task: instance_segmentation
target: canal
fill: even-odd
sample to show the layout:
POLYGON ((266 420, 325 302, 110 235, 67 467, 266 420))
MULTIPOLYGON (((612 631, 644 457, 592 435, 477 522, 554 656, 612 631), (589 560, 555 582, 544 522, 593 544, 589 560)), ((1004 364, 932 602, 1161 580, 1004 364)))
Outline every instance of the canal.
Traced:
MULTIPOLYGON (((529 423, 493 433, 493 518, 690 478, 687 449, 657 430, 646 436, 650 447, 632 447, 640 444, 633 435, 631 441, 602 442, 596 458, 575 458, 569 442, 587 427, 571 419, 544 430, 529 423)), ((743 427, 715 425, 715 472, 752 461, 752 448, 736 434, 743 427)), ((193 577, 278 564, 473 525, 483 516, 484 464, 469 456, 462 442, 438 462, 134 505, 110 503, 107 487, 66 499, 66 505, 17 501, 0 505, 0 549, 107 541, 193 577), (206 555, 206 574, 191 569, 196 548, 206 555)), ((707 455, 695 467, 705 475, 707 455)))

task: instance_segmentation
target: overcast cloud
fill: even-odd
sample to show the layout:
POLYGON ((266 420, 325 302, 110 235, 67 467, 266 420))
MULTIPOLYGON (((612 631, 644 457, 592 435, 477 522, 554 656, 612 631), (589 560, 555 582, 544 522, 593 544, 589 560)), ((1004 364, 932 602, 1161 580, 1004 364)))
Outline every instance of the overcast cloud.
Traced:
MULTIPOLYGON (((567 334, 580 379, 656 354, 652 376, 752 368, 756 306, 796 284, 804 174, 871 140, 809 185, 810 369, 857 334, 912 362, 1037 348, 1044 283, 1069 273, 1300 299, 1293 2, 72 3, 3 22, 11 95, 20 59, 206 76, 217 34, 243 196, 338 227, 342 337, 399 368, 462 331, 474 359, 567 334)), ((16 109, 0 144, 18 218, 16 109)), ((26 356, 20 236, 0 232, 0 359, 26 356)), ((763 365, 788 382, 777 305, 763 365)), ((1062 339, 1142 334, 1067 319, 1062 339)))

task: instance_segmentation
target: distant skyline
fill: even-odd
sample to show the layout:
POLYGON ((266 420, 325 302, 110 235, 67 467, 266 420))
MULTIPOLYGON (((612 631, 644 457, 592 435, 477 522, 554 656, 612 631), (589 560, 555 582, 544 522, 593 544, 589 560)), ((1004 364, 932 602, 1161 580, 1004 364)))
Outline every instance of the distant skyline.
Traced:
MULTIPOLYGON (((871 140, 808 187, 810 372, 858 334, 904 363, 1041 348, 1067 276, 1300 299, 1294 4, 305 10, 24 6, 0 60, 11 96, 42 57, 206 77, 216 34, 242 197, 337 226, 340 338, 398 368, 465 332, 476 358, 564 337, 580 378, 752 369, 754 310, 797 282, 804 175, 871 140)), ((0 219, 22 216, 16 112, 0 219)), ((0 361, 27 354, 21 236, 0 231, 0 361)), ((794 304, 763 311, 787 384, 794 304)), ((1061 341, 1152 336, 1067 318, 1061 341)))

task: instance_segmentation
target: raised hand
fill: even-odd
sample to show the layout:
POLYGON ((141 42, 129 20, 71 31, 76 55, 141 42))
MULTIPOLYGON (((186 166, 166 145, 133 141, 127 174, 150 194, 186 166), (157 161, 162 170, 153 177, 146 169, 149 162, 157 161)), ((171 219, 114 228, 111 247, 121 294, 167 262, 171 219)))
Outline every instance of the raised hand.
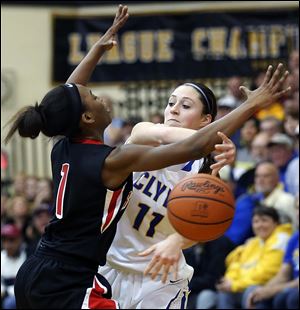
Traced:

· · · · ·

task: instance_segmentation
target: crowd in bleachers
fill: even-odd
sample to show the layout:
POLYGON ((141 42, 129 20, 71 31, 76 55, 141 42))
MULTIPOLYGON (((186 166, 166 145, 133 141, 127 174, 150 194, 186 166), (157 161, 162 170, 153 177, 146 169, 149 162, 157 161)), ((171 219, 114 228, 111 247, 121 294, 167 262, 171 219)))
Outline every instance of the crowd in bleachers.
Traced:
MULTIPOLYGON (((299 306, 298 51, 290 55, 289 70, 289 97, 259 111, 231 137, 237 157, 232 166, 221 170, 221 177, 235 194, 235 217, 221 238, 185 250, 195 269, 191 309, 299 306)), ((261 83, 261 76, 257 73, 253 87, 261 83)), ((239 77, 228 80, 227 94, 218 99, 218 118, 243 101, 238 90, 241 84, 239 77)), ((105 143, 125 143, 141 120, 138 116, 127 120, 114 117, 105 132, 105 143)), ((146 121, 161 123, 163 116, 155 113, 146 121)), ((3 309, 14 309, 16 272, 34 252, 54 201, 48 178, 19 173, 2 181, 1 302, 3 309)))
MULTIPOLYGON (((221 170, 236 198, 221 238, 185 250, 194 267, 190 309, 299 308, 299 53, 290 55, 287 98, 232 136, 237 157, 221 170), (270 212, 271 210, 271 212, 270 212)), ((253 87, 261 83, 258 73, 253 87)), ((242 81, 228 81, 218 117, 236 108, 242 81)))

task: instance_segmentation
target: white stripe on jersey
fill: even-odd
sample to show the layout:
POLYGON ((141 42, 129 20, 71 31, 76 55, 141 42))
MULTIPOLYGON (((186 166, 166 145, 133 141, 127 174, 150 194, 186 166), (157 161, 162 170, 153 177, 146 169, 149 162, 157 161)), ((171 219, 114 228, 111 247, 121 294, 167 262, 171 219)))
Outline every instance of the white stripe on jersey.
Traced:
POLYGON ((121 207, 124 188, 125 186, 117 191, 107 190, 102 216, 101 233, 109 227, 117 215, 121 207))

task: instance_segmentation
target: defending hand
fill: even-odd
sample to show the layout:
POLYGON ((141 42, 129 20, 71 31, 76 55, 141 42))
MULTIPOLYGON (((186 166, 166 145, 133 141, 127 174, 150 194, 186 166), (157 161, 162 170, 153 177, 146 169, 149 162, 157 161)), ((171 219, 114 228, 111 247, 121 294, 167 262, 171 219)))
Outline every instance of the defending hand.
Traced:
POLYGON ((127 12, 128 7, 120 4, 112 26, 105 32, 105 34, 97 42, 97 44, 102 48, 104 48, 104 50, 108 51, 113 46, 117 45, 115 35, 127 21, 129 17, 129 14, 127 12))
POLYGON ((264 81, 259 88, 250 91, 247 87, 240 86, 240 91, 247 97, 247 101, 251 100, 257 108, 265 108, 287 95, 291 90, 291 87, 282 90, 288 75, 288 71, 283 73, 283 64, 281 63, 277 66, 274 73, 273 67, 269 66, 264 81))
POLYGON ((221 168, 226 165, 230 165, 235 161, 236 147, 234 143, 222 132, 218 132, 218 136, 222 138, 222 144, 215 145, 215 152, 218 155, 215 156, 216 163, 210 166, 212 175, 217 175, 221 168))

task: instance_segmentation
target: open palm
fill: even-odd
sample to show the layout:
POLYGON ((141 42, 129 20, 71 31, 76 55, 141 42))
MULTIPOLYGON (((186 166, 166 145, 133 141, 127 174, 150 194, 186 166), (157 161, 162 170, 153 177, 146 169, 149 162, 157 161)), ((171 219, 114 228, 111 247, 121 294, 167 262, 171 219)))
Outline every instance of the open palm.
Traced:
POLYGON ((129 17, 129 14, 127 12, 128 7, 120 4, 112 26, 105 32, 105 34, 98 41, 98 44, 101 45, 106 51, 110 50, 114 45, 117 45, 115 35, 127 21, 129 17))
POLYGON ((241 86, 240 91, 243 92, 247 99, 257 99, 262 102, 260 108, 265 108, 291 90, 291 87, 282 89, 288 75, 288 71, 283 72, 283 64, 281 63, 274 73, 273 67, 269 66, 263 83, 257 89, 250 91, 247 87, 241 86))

· · · · ·

TASK DESCRIPTION.
What is needed is each line of the entries that contains the word "defending".

YOUR SOLUTION.
target: defending hand
Outline every instance of the defending hand.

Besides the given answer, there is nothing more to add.